BEGIN INPUT DATA
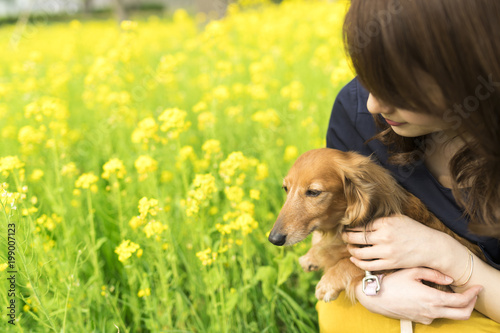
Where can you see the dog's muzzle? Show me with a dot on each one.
(277, 238)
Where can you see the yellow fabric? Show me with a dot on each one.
(340, 316)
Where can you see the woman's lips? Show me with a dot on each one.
(394, 123)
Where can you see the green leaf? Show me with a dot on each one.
(286, 267)
(267, 275)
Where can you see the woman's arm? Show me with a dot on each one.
(401, 242)
(404, 296)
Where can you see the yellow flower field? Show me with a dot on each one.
(141, 168)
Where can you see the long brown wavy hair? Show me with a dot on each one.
(395, 44)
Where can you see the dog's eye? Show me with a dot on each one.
(313, 193)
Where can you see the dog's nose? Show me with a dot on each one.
(277, 239)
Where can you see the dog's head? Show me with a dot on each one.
(326, 189)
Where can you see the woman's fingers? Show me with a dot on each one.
(431, 275)
(356, 237)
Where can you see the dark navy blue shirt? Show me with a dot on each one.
(351, 125)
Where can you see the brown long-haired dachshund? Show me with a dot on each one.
(328, 189)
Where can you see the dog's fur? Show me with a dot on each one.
(327, 190)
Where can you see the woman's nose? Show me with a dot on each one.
(375, 106)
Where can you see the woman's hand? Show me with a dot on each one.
(399, 242)
(404, 296)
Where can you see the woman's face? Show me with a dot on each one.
(407, 123)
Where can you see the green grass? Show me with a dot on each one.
(73, 96)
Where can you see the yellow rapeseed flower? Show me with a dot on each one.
(144, 292)
(86, 180)
(69, 169)
(154, 228)
(125, 250)
(146, 130)
(207, 257)
(147, 206)
(10, 163)
(114, 166)
(234, 193)
(174, 122)
(268, 118)
(235, 161)
(206, 120)
(36, 175)
(204, 188)
(145, 164)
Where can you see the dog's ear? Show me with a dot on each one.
(359, 200)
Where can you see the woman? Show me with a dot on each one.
(426, 104)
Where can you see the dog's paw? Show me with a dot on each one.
(307, 264)
(326, 291)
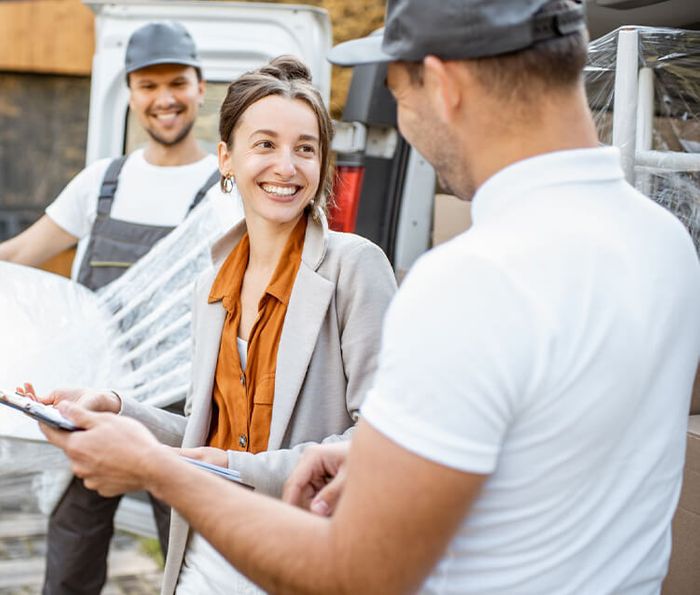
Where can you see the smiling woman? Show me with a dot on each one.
(286, 327)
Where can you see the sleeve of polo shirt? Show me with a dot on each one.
(456, 360)
(74, 209)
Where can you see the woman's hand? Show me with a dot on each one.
(94, 400)
(207, 454)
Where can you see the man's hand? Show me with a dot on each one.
(112, 454)
(207, 454)
(318, 480)
(93, 400)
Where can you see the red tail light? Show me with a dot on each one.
(346, 191)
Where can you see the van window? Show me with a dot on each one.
(206, 128)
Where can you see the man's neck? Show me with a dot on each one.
(561, 123)
(183, 153)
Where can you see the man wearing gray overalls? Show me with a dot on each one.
(117, 210)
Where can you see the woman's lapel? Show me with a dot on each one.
(308, 304)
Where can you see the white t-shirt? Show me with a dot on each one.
(558, 340)
(146, 193)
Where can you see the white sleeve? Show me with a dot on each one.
(458, 354)
(75, 207)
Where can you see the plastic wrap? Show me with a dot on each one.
(133, 335)
(643, 85)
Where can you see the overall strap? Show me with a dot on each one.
(109, 186)
(201, 193)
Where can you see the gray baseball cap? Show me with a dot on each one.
(459, 29)
(164, 42)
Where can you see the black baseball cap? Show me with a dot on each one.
(166, 42)
(461, 29)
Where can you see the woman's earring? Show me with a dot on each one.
(227, 183)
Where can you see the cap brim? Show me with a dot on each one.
(367, 50)
(174, 61)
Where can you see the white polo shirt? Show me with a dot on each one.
(552, 347)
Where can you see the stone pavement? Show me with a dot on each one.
(23, 547)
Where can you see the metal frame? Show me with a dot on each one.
(633, 115)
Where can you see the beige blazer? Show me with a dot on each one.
(325, 363)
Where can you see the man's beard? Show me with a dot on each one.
(171, 142)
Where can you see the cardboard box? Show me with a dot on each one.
(684, 570)
(695, 401)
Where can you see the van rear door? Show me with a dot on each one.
(232, 38)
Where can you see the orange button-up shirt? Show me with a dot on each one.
(242, 400)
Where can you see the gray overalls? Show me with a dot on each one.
(81, 525)
(115, 245)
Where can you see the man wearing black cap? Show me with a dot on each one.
(525, 432)
(117, 210)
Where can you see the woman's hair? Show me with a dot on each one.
(287, 77)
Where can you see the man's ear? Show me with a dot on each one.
(224, 158)
(442, 84)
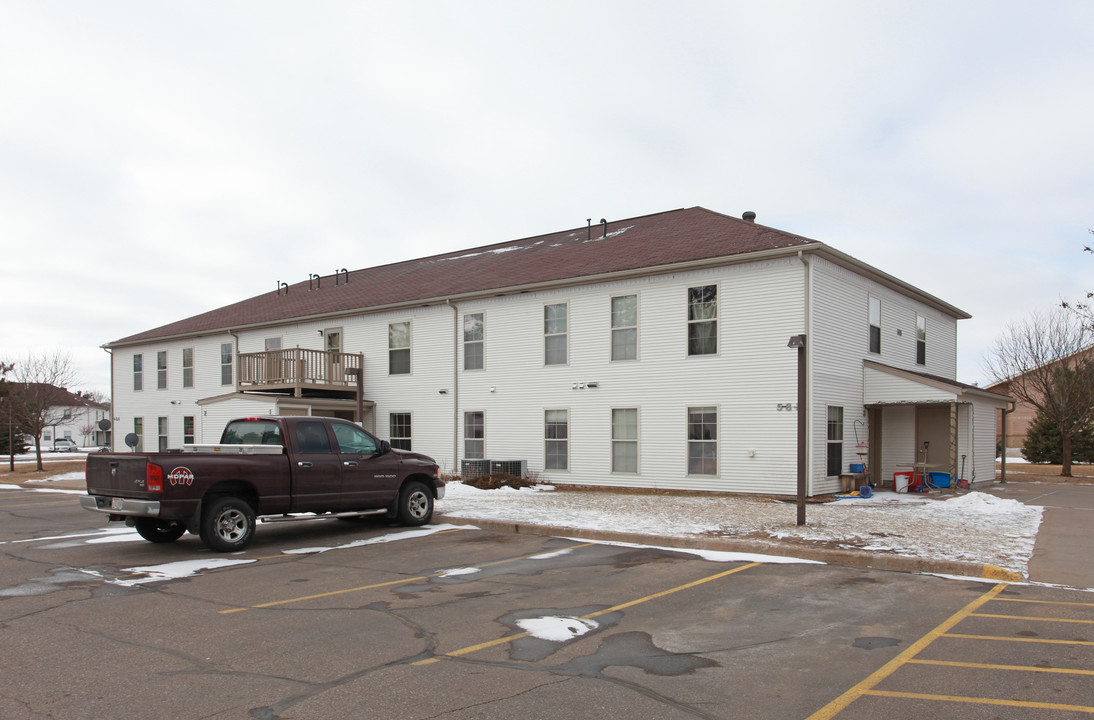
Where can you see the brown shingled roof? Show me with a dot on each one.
(651, 241)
END INPUT DATA
WHAT TO DO:
In the copy, only the lines from the one holding "Where can you see the overall" through the end of the listing above should appear, retyped exactly, both ends included, with no pictures.

WRITTEN ANSWER:
Where can you see the overall strap? Show me with a dot on each one.
(109, 186)
(201, 193)
Where can you see the gray baseball cap? Show me with a dot on each one.
(459, 29)
(164, 42)
Where can you see the black baseball cap? Show me with a dot on each one.
(166, 42)
(461, 29)
Where can you see the woman's earring? Show me with a dot on each one.
(227, 183)
Where can you see the cap brim? Show me with a dot on each one.
(367, 50)
(174, 61)
Where can you see the white polo shirt? Show me with a dot on each one.
(552, 347)
Where can you see the stone pavement? Show me with a dot on each one.
(23, 547)
Where can you see the metal frame? Show me with a dot on each one.
(633, 115)
Where can you see the beige blazer? Show me with a dot on each one.
(325, 363)
Where can you see the man's beard? Show me with a dot on each one.
(171, 142)
Where can you see the cardboard box? Show me with a dot on each one.
(684, 570)
(695, 401)
Where can you see the van rear door? Show me with a dot on each one.
(232, 38)
Where can you see the orange button-up shirt? Show me with a dot on each one.
(242, 400)
Where can you see the gray overalls? Show me with a dot on each one.
(81, 525)
(115, 245)
Where can you see the man wearing black cap? Show me with a dot on each one.
(525, 432)
(117, 210)
Where can you see the woman's hair? Show me with a dot on each one.
(287, 77)
Where can you see the man's ear? Show me with a dot on each one.
(224, 158)
(442, 84)
Where can you see the brown shingled roof? Show me with a dot on each one.
(651, 241)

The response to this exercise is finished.